-- start of Data for this task --

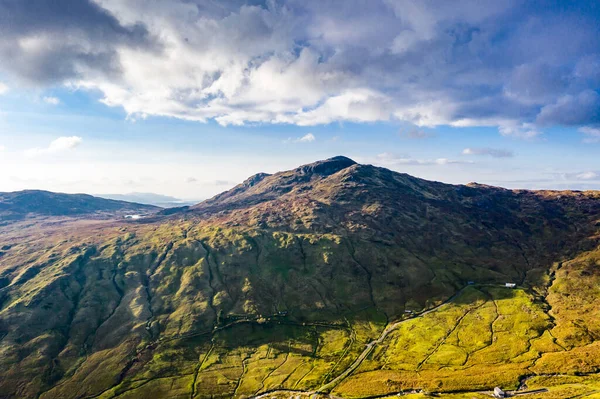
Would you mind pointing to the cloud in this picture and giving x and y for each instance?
(525, 131)
(307, 138)
(592, 135)
(415, 133)
(519, 66)
(492, 152)
(46, 42)
(51, 100)
(59, 145)
(390, 160)
(572, 110)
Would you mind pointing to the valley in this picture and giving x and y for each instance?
(332, 279)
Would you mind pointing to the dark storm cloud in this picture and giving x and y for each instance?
(45, 41)
(515, 64)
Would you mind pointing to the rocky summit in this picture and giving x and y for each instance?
(334, 279)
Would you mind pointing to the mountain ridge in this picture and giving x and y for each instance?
(18, 204)
(282, 282)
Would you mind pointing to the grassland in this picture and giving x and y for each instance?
(292, 281)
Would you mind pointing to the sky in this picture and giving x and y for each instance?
(189, 97)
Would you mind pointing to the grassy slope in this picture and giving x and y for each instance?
(190, 307)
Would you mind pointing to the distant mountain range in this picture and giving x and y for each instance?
(19, 204)
(163, 201)
(334, 279)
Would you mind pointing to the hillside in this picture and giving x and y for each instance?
(19, 204)
(334, 277)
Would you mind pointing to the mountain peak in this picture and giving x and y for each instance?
(326, 167)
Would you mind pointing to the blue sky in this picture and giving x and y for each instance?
(114, 97)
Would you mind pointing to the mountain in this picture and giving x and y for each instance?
(163, 201)
(18, 204)
(334, 277)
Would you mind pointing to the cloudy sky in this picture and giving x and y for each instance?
(188, 97)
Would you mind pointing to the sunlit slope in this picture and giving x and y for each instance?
(286, 291)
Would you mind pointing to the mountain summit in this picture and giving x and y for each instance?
(333, 277)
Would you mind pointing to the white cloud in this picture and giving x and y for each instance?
(51, 100)
(517, 130)
(61, 144)
(587, 176)
(592, 135)
(389, 160)
(310, 62)
(307, 138)
(492, 152)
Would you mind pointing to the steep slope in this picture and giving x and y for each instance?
(19, 204)
(283, 280)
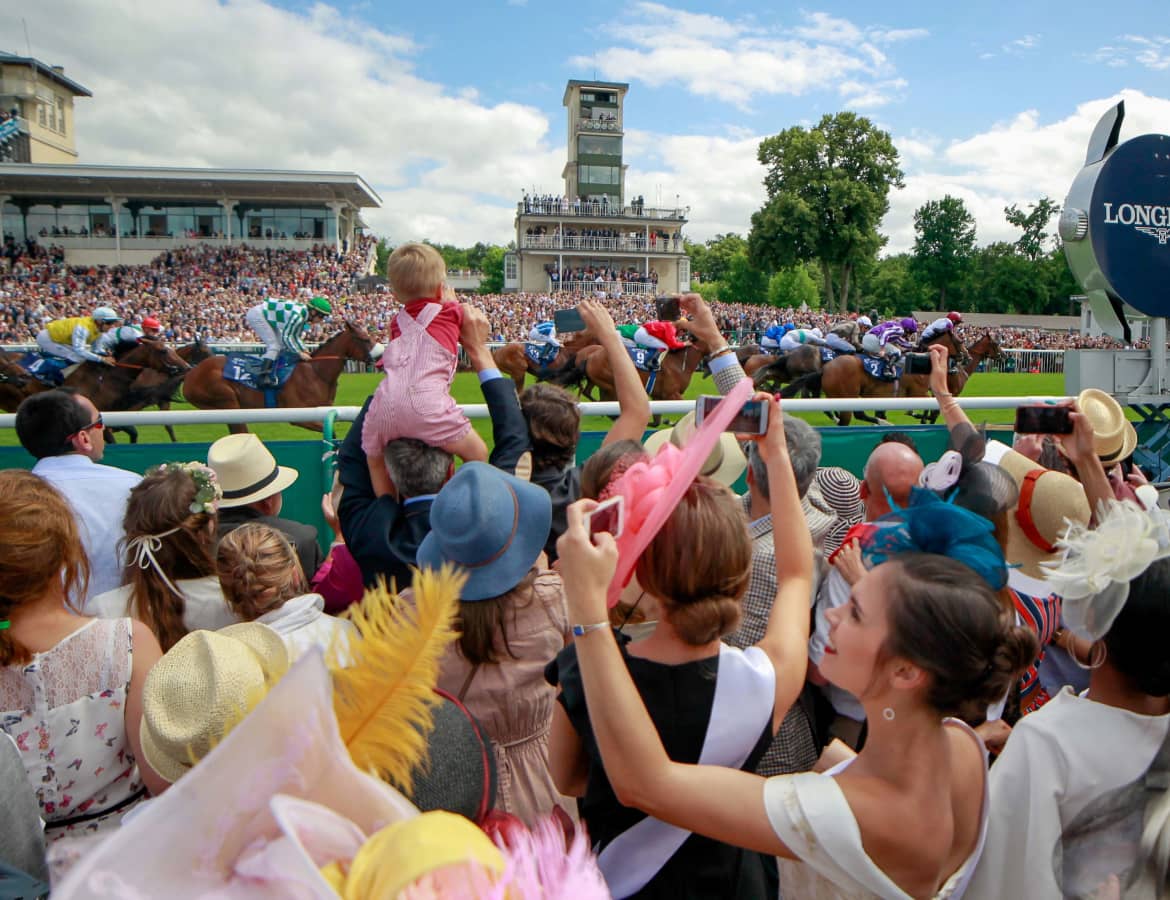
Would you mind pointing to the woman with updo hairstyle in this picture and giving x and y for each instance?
(263, 582)
(922, 639)
(169, 545)
(1079, 798)
(70, 686)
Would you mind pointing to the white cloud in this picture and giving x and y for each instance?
(1153, 52)
(736, 60)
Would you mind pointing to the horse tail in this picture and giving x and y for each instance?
(807, 383)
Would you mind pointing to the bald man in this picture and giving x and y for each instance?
(890, 472)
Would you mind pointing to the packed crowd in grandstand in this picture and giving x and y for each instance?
(205, 290)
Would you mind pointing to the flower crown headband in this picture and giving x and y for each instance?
(1096, 565)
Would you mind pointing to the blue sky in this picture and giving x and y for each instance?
(449, 109)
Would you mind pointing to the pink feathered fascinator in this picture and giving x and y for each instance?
(653, 488)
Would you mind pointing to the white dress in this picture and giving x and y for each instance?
(204, 607)
(66, 710)
(812, 817)
(1068, 796)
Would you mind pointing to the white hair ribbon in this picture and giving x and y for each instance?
(142, 551)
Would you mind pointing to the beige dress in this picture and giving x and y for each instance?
(514, 702)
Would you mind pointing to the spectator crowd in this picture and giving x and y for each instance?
(764, 678)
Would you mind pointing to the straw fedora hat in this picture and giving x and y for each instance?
(200, 688)
(1047, 502)
(724, 464)
(247, 471)
(1114, 437)
(218, 831)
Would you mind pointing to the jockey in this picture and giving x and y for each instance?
(109, 341)
(798, 336)
(888, 338)
(544, 332)
(74, 338)
(941, 327)
(772, 336)
(281, 324)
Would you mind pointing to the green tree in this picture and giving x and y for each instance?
(1031, 244)
(827, 191)
(943, 244)
(382, 255)
(493, 268)
(743, 282)
(793, 288)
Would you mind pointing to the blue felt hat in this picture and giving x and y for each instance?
(489, 523)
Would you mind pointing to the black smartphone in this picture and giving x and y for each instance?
(668, 308)
(752, 418)
(568, 320)
(1044, 420)
(917, 363)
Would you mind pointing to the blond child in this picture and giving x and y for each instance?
(414, 400)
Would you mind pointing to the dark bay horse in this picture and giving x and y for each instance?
(514, 361)
(670, 384)
(968, 361)
(312, 383)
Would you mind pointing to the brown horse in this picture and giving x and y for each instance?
(968, 361)
(673, 376)
(771, 372)
(514, 362)
(312, 383)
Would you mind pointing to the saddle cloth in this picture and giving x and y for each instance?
(542, 355)
(880, 369)
(245, 369)
(46, 369)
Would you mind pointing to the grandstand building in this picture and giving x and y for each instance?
(593, 235)
(102, 214)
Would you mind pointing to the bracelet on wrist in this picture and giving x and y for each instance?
(582, 630)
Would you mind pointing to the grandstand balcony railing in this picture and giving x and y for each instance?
(607, 287)
(598, 124)
(592, 210)
(637, 244)
(170, 242)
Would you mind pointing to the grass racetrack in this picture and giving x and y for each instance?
(353, 389)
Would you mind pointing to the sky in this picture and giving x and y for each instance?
(451, 110)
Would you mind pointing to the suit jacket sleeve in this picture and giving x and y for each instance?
(509, 428)
(366, 520)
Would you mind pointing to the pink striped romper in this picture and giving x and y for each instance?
(414, 400)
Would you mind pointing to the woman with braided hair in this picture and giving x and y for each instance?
(170, 545)
(263, 582)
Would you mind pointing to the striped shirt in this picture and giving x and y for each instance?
(289, 320)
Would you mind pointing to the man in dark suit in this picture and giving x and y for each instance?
(383, 534)
(252, 485)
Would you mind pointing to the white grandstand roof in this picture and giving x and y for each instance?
(159, 183)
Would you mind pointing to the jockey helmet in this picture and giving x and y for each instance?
(104, 314)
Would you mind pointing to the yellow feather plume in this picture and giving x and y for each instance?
(384, 696)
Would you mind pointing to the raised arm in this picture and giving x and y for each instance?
(724, 804)
(786, 639)
(635, 406)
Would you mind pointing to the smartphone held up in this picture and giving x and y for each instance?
(751, 419)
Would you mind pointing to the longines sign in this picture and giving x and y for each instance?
(1116, 220)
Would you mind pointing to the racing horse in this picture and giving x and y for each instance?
(312, 383)
(968, 361)
(513, 361)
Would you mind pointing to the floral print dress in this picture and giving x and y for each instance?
(66, 710)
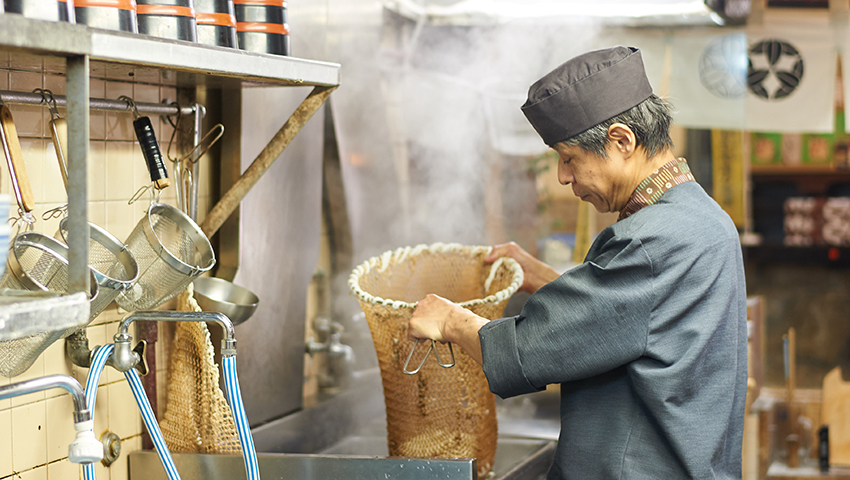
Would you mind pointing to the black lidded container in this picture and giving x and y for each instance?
(174, 19)
(261, 26)
(150, 149)
(117, 15)
(66, 11)
(37, 9)
(216, 21)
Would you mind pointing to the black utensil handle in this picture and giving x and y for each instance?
(150, 149)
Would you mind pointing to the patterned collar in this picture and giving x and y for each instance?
(674, 172)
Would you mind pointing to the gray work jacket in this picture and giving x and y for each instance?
(648, 340)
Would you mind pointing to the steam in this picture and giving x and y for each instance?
(426, 117)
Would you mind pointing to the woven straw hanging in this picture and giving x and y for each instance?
(197, 418)
(438, 412)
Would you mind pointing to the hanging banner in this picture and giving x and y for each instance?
(792, 63)
(708, 78)
(777, 77)
(728, 173)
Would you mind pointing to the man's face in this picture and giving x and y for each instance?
(594, 179)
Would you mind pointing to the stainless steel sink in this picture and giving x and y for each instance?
(516, 459)
(344, 437)
(284, 466)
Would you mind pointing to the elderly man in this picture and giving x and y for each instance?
(647, 338)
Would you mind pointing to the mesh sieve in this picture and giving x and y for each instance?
(439, 412)
(171, 251)
(114, 267)
(36, 262)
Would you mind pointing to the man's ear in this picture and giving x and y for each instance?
(622, 138)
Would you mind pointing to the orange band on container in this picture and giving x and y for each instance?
(119, 4)
(273, 3)
(262, 28)
(165, 10)
(221, 19)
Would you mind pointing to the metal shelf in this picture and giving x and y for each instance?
(126, 56)
(28, 313)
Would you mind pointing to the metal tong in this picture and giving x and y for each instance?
(433, 348)
(17, 169)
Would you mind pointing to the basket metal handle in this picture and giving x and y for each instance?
(433, 348)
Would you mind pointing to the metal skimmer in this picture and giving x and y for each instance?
(171, 251)
(36, 262)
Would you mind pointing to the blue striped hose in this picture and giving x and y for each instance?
(231, 383)
(150, 422)
(99, 360)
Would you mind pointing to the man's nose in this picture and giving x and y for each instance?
(565, 174)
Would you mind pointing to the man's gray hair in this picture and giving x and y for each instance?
(650, 120)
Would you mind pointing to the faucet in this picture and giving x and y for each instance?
(85, 448)
(124, 357)
(340, 357)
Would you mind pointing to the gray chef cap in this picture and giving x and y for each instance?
(586, 91)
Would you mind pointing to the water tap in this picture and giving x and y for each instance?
(340, 357)
(85, 448)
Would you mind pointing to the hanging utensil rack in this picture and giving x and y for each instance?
(32, 98)
(81, 53)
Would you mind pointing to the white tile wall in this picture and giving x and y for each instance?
(35, 429)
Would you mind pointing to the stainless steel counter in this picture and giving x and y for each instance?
(345, 437)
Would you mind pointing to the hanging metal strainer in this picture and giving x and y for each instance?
(171, 251)
(36, 262)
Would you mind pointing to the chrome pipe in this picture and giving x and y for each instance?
(31, 98)
(124, 358)
(81, 412)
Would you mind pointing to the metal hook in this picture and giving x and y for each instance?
(433, 348)
(174, 130)
(57, 212)
(48, 98)
(156, 194)
(410, 355)
(27, 219)
(136, 196)
(131, 104)
(202, 151)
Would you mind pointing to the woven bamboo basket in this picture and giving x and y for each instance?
(438, 412)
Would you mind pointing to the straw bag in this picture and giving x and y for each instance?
(438, 412)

-- end of Data for this task --

### What needs to be done
Write out exactly the lines of the entries above that run from the line containing "Would you mind pointing to the man's nose" through the last line, including both.

### Finished exercise
Would you mind pointing to the man's nose in this picture and giving x and y for each instance?
(565, 174)
Would you mind pointing to the man's gray hair in this picture and giving x and y for each instance?
(650, 120)
Would you mind pointing to the faucet in this picture and giving x and y for each instance?
(85, 448)
(124, 357)
(340, 357)
Would you mind pointing to the gray chef cap in this picture and giving x and y for each instance?
(586, 91)
Would you mind pointing to the water tap in this picture and giving x and y for each instance?
(340, 357)
(85, 448)
Would you mind pointing to the hanging utensil rack in this picture and giving x and y for each instance?
(32, 98)
(81, 53)
Would you mind pointing to the white tile wall in this picture and giving x and y for each instance?
(35, 429)
Would you mind pointing to the stainless steel counter in this picture and giving x and y for each instance?
(345, 437)
Would you mind pointing to the hanging metal strainer in this picture and giving x and y for each instance?
(171, 251)
(36, 262)
Would you mind pointing to the chrome pipe in this picture and giving x and y for each instance?
(31, 98)
(124, 358)
(81, 412)
Would you mind pointing to the metal hook in this picture and giving x and y for each instance?
(433, 348)
(174, 130)
(57, 212)
(48, 98)
(156, 194)
(410, 355)
(27, 219)
(136, 196)
(131, 104)
(202, 151)
Would you mind pointing to the woven bamboo basket in this picture and giving x and y for each instance?
(438, 412)
Would you mind pointing to the straw bag in this picture and giving x and y for each instance?
(438, 412)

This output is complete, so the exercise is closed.